DO THIS:
Your task is to repeat the lines below exactly, excluding any pictures they contain.

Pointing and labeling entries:
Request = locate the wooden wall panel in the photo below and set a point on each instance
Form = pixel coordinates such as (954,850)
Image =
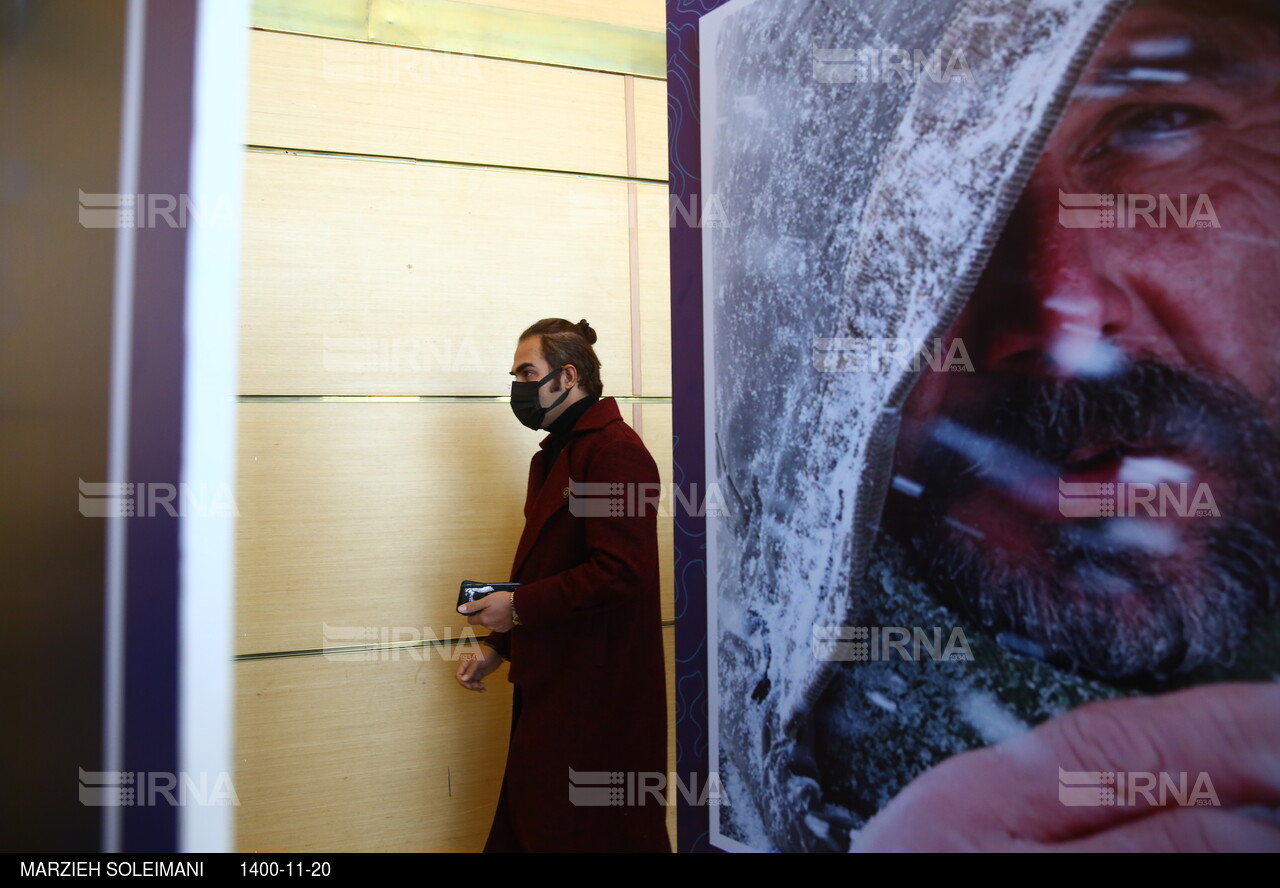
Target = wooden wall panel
(365,515)
(357,753)
(654,282)
(350,97)
(645,14)
(368,516)
(374,751)
(650,110)
(374,278)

SOLUTION TO THE PROBLEM:
Request = locate the wooden wall panel in the photo below and set a point on each instance
Form = pixel coordinates such as (954,850)
Image =
Target = wooden wall panel
(365,515)
(357,753)
(654,282)
(350,97)
(645,14)
(368,516)
(374,751)
(650,110)
(374,278)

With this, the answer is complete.